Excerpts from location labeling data

———

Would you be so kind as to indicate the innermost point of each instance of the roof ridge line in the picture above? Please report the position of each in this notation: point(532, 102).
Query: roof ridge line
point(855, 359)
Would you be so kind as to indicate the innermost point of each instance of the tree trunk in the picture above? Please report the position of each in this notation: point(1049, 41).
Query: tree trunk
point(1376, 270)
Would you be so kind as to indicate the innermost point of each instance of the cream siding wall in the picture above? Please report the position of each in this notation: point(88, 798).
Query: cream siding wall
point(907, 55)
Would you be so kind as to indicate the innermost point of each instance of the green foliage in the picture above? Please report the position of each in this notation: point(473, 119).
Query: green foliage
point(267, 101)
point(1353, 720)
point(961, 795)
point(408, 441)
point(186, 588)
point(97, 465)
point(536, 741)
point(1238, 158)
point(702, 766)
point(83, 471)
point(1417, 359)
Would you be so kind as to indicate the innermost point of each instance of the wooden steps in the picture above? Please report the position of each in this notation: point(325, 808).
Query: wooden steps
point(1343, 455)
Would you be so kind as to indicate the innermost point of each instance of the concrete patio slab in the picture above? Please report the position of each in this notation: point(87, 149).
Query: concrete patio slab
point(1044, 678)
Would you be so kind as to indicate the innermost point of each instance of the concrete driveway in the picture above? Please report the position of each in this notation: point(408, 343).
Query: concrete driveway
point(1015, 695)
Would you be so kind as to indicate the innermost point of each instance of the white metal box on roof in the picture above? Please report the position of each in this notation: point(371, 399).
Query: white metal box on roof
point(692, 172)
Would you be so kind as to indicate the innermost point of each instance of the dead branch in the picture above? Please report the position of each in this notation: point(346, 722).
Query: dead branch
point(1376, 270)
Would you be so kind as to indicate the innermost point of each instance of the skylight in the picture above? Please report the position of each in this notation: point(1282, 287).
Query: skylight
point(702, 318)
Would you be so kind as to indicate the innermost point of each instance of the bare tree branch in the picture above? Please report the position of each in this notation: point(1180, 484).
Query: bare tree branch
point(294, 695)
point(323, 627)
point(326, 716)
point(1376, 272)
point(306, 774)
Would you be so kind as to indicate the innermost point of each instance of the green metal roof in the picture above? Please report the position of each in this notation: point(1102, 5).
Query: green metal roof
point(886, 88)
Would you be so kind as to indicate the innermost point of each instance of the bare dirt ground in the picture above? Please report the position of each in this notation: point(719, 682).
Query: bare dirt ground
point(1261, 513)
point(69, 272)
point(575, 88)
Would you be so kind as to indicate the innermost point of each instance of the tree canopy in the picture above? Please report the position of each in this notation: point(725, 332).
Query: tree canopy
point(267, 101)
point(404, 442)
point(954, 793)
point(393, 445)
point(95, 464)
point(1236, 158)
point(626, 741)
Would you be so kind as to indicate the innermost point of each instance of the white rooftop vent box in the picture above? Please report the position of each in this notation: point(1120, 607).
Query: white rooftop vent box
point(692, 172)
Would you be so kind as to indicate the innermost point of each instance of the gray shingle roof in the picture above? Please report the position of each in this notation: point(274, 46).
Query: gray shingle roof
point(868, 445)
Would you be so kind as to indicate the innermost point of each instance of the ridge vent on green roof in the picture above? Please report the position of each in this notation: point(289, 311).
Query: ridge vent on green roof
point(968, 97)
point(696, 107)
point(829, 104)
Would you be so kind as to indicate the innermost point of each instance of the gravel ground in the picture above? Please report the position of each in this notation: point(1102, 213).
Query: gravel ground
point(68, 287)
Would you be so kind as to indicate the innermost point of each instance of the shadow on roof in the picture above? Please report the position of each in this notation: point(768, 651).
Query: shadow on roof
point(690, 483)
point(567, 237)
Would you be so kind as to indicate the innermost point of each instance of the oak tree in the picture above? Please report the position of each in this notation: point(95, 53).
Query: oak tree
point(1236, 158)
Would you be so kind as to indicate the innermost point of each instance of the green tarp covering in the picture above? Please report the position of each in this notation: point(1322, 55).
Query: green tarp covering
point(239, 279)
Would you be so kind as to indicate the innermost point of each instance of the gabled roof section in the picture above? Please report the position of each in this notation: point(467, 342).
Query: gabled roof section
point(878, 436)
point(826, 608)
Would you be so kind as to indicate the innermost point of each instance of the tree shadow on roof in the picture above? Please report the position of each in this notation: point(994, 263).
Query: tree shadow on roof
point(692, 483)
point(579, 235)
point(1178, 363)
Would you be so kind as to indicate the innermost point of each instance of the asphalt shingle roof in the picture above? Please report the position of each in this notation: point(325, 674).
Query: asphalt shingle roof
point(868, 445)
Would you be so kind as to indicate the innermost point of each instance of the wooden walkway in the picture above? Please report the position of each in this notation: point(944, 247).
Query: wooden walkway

———

> **SHORT TASK**
Repeat all of the material above verbatim, line for line.

> **CORRECT RESULT**
Would you be so kind as to indicate the innermost point of each instance of the roof ridge line in the picture above? Please report the position of each in this notation: point(532, 102).
Query: roof ridge line
point(855, 359)
Would you be so kind as to indicate the innermost point of each instance of the tree trunk in the picture above? Please report the position of each in this notation: point(1049, 41).
Query: tree trunk
point(1376, 270)
Would you be so kind as to indicate the innermost point of each instance of the cream siding wall in the picture above? Please report the position of each in this notation: point(88, 798).
Query: cream siding wall
point(907, 55)
Would you be so kind as to indicate the innermost point of each instance of the green foliage in the picture above? Please report the position of each in this notation: point(473, 119).
Query: green foliage
point(267, 101)
point(1353, 720)
point(961, 795)
point(408, 441)
point(186, 588)
point(97, 465)
point(536, 741)
point(1238, 158)
point(702, 766)
point(83, 471)
point(1417, 359)
Would you be so kind as to indicate the innermost point of each instance of the wooden steps in the picture above? Please report the position of each in this notation: point(325, 808).
Query: wooden steps
point(1343, 455)
Would you be so kind as to indicate the innermost point of each instance of the concrete patio slab in the picture above? Please report the position of each in this notation: point(87, 149).
Query: concrete patio slab
point(1044, 678)
Would you be so kind as to indicate the innermost point of each instance of the concrete driveway in the picture above? Please report the position of each in this notation: point(408, 343).
Query: concrete driveway
point(1015, 695)
Would you be so kind as to indicate the innermost point of each instance of the white metal box on roof in the picture above? Please report the position of each in this notation: point(371, 399).
Query: white metal box on roof
point(692, 172)
Would you be so kind as to indicate the innermost point of each instance of the dead branch in the picture above? Please report the position of each in this notation: point(346, 722).
Query: dead branch
point(1376, 270)
Would you be so kind as to indicate the innermost point of each instance of the skylight in the picture above? Please report the position of each in this notation: point(1282, 287).
Query: skylight
point(702, 318)
Would you be so kind as to indicate the innermost point of each instance of the bare tree branch in the picture above? Please report the position of each in this notation: point(1180, 484).
Query: bare tree branch
point(294, 695)
point(323, 627)
point(326, 716)
point(1376, 272)
point(306, 774)
Would you be so kind as to indicate the innermost point of each instance of the green metal roof in the picture above? Please report the position of each in this notation: point(1102, 5).
Query: green metal roof
point(886, 88)
Would you be so kind as to indicate the innermost point of each instance of the bare dirt ground in the picture above? Please report the position of each in this notation: point(719, 682).
Query: bare dirt ground
point(1261, 513)
point(69, 272)
point(575, 88)
Would you be so kind as to indicate the innermost point of each instance of the tree canopy in the picture above? Please report the position of each in this notation: point(725, 332).
Query: tree canopy
point(267, 101)
point(404, 442)
point(954, 793)
point(393, 445)
point(95, 464)
point(1236, 158)
point(626, 741)
Would you be so kind as to indicate the innermost point of each instance of the white rooftop vent box in the picture above? Please report the position of each in this notation: point(1120, 607).
Query: white rooftop vent box
point(692, 172)
Would you be so kind as to indicate the innermost point of each instance of the gray shingle roof in the picture above? Please report the position of each in this notation: point(274, 46).
Query: gray shingle roof
point(868, 445)
Would you be so kind as to indicate the innermost point of each instance of the ridge vent on green roof in the picture above? Please report the position of each in this notation: point(289, 311).
Query: ridge vent on green roof
point(968, 97)
point(696, 107)
point(829, 104)
Would you be so kind as to indicate the innermost point of each instance of the gravel ground in the picture above? Please report the position of each in this notation: point(1102, 213).
Query: gravel ground
point(68, 287)
Would you be so kind as to indicate the innermost point of each instance of the shadow on roof in the picture above? Please report the position of each in this notation: point(768, 651).
Query: shadow on roof
point(690, 483)
point(567, 237)
Would you be so kind as to indicate the innermost point of each instance of the oak tree in the picture above? Please report the position of each in this notation: point(95, 53).
Query: oak tree
point(1236, 158)
Would you be so kind as to indicate the innermost point of each instance of the green tarp covering in the picture above? Please report the position of each in this notation: point(1322, 55).
Query: green tarp covering
point(239, 279)
Would you be so kind as to indicate the innermost point of each instance of the gabled roof section in the picture above? Please report the position of each in this notation: point(467, 342).
Query: gabled roof section
point(878, 436)
point(826, 608)
Would you be so kind as to indicate the innermost point of each instance of the tree shadow on roof in the picture above? Please report the position of each in this notation: point(994, 263).
Query: tree shadow on roof
point(692, 483)
point(579, 235)
point(1178, 363)
Would you be so kind as to indicate the innermost point of each instance of the asphalt shingle roof in the picture above? Please report the position of each in this notation: point(325, 674).
Query: asphalt shingle roof
point(868, 445)
Would you be so kind as to indicate the innermost point of each instance of the wooden walkway in the picture above? Please report the position of each in this notation: point(944, 247).
Query: wooden walkway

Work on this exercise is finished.